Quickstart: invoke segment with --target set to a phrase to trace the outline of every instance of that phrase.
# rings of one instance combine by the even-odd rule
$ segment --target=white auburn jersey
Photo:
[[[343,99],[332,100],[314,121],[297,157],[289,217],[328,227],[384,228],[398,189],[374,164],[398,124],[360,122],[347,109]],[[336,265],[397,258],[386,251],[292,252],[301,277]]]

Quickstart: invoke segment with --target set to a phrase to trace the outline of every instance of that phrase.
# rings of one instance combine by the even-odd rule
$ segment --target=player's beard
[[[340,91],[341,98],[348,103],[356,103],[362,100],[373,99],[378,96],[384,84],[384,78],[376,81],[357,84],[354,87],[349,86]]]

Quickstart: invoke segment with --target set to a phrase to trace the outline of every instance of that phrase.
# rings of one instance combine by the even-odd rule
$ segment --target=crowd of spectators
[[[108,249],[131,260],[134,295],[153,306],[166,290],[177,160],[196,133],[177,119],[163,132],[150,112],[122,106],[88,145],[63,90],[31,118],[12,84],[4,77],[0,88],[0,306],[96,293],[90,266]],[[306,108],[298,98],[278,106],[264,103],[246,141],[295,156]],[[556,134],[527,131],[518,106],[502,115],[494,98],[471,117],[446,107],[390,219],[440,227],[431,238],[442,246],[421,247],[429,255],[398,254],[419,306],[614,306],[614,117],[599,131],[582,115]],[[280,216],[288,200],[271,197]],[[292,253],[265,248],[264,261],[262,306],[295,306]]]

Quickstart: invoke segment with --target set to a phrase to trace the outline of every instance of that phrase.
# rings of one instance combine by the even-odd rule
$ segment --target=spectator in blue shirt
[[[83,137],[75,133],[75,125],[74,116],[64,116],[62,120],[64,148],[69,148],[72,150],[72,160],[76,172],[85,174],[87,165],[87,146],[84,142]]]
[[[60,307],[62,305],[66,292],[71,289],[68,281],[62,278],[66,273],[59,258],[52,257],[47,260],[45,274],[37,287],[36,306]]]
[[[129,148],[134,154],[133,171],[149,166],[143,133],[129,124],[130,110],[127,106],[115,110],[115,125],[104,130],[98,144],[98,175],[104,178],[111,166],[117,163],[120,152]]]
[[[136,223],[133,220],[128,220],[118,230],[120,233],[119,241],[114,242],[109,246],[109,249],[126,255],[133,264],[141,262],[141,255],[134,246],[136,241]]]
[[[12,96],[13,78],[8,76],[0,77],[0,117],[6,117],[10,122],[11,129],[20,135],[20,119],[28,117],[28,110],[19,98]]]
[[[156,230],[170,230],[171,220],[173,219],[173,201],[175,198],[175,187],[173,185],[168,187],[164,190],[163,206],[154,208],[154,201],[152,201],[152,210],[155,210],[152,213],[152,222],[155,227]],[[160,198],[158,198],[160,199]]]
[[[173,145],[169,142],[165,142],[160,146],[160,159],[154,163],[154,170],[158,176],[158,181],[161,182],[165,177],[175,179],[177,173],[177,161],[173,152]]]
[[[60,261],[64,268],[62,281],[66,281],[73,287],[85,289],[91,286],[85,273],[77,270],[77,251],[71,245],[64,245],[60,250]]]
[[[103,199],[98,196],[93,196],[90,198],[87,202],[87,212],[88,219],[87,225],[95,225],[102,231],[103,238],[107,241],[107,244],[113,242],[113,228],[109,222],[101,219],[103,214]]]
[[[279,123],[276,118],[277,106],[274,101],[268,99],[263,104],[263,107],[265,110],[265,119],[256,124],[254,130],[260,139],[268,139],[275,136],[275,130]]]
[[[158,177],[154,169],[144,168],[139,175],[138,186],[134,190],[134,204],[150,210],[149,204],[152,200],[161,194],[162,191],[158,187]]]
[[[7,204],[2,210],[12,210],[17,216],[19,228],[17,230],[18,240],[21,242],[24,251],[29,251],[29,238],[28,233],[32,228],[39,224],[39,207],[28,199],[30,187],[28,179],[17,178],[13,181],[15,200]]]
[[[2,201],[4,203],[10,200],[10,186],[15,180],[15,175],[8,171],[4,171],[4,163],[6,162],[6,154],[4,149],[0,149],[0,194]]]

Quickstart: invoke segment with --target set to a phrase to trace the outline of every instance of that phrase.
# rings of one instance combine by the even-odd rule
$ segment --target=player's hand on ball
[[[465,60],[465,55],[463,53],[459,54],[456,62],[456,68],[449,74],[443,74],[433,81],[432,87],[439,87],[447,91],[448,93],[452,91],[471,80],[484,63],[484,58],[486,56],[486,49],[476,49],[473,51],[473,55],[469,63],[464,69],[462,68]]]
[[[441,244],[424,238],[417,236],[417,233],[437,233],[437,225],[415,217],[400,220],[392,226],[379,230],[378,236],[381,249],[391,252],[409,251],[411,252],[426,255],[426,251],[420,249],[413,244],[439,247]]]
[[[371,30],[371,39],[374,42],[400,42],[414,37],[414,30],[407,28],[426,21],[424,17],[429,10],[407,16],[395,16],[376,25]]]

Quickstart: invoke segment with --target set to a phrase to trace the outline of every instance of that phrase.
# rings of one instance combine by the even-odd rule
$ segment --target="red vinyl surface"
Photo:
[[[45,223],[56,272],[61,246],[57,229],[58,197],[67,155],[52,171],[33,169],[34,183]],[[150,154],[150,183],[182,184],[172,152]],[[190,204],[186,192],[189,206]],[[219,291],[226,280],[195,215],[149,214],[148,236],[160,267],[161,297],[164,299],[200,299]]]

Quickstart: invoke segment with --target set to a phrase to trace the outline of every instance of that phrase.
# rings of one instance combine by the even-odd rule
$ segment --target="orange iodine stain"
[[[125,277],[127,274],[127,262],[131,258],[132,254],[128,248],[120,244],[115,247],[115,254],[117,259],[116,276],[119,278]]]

-=-=-

▶ TASK TO COMPLETE
Using the entries above, please restate each one word for word.

▶ ANSWER
Quickstart: invoke segment with --target set to a phrase to trace the outline of every instance of that phrase.
# rings of one instance combine by the even-odd rule
$ segment --target=white auburn jersey
Photo:
[[[343,99],[332,100],[314,121],[297,157],[289,217],[328,227],[384,228],[398,189],[374,164],[398,124],[360,122],[347,109]],[[336,265],[397,258],[386,251],[292,252],[301,277]]]

Quickstart: invoke segment with --target set to a phrase to trace the outline of every instance of that phrase.
# rings of one instance combine by the even-odd rule
$ segment --target=player's beard
[[[340,91],[341,98],[348,103],[356,103],[362,100],[373,99],[378,96],[384,84],[384,78],[376,81],[357,84],[354,87],[349,86]]]

Quickstart: invoke segment with --target set to a phrase to trace the outline of every instance of that phrase.
# rings of one instance combine by the even-odd rule
$ segment --target=crowd of spectators
[[[108,249],[131,260],[134,295],[153,306],[166,290],[177,160],[196,133],[177,119],[163,132],[150,112],[122,106],[88,145],[63,90],[31,118],[12,84],[4,77],[0,88],[0,306],[96,293],[90,266]],[[306,108],[298,98],[278,106],[264,103],[246,141],[295,156]],[[556,134],[527,131],[518,106],[502,115],[494,98],[471,117],[446,107],[390,219],[440,227],[431,238],[442,246],[421,247],[429,255],[398,254],[419,306],[614,306],[614,117],[599,131],[582,115]],[[280,216],[288,200],[271,197]],[[292,253],[265,248],[264,261],[262,306],[295,306]]]

Quickstart: invoke segment with --target set to a phrase to trace the outline of every instance of that phrase.
# rings of one instance combine by the even-odd rule
$ segment --target=spectator in blue shirt
[[[83,137],[75,133],[75,125],[74,116],[64,116],[62,120],[64,148],[69,148],[72,150],[72,160],[76,172],[85,174],[87,165],[87,146],[84,142]]]
[[[60,307],[62,305],[66,292],[71,289],[68,281],[62,278],[66,273],[59,258],[52,257],[47,260],[45,274],[37,287],[36,306]]]
[[[129,148],[134,154],[133,171],[149,166],[143,133],[129,124],[130,110],[127,106],[115,110],[115,125],[104,130],[98,144],[98,175],[104,178],[111,166],[117,163],[120,152]]]
[[[136,223],[133,220],[128,220],[118,230],[120,233],[119,241],[114,242],[109,246],[109,249],[126,255],[133,264],[141,262],[141,255],[134,246],[136,241]]]
[[[12,96],[13,78],[8,76],[0,77],[0,117],[6,117],[10,122],[11,129],[20,135],[20,119],[28,117],[28,110],[19,98]]]
[[[156,230],[170,230],[171,220],[173,219],[173,201],[175,198],[175,187],[173,185],[168,187],[164,190],[163,206],[154,208],[154,201],[152,201],[152,210],[155,210],[152,213],[152,222],[155,227]],[[160,198],[158,198],[160,199]]]
[[[173,145],[169,142],[165,142],[160,146],[160,159],[154,163],[154,170],[158,176],[158,181],[161,182],[165,177],[175,179],[177,173],[177,161],[173,152]]]
[[[60,261],[64,268],[62,281],[66,281],[73,287],[85,289],[91,286],[85,273],[77,270],[77,251],[71,245],[64,245],[60,250]]]
[[[103,199],[98,196],[93,196],[90,198],[87,202],[87,212],[88,219],[87,225],[95,225],[102,231],[103,238],[107,241],[107,244],[113,242],[113,228],[109,222],[101,219],[103,214]]]
[[[279,123],[276,118],[277,106],[274,101],[268,99],[263,104],[263,107],[265,110],[265,119],[256,124],[254,130],[260,139],[268,139],[275,136],[275,130]]]
[[[158,177],[154,169],[144,168],[139,175],[138,186],[134,190],[134,204],[150,210],[149,204],[152,200],[161,194],[162,191],[158,187]]]
[[[7,204],[2,210],[12,210],[17,216],[19,228],[17,230],[18,240],[21,242],[24,251],[29,251],[29,238],[28,233],[32,228],[39,224],[39,207],[28,199],[30,187],[28,179],[17,178],[13,181],[15,200]]]
[[[2,201],[4,203],[10,200],[10,186],[15,180],[15,175],[8,171],[4,171],[4,163],[6,162],[6,154],[4,149],[0,149],[0,194]]]

Quickstart: invoke segment with --target set to a phrase to trace the outline of every instance of that phrase.
# rings of one instance combine by the even-odd rule
$ segment --target=player's hand on ball
[[[465,60],[465,55],[463,53],[459,54],[456,62],[456,68],[449,74],[443,74],[433,81],[432,87],[439,87],[447,91],[448,93],[452,91],[471,80],[484,63],[484,58],[486,56],[486,49],[476,49],[473,51],[473,55],[469,63],[464,69],[462,68]]]
[[[441,244],[424,238],[417,236],[417,233],[437,233],[437,225],[415,217],[400,220],[392,226],[379,230],[378,236],[381,249],[391,252],[409,251],[411,252],[426,255],[426,251],[420,249],[413,244],[439,247]]]
[[[371,30],[371,39],[374,42],[400,42],[414,37],[414,30],[407,28],[426,21],[424,17],[429,10],[407,16],[395,16],[376,25]]]

Quickstart: invoke segment with --target set to a phrase to trace the outline of every instance of that phrase.
# rings of one instance combine by the even-odd rule
$ segment --target="red vinyl surface"
Photo:
[[[45,223],[56,272],[61,246],[57,229],[58,197],[67,155],[52,171],[33,169],[34,183]],[[150,154],[150,183],[182,184],[172,152]],[[190,204],[186,192],[189,206]],[[219,291],[226,280],[195,215],[149,214],[148,236],[160,267],[161,297],[164,299],[200,299]]]

Quickstart: invoke segment with --target set to a phrase to trace the outline of every instance of that phrase.
# rings of one instance combine by the even-odd rule
$ segment --target="orange iodine stain"
[[[125,277],[127,274],[127,262],[131,258],[132,254],[128,248],[120,244],[115,247],[115,254],[117,259],[116,276],[119,278]]]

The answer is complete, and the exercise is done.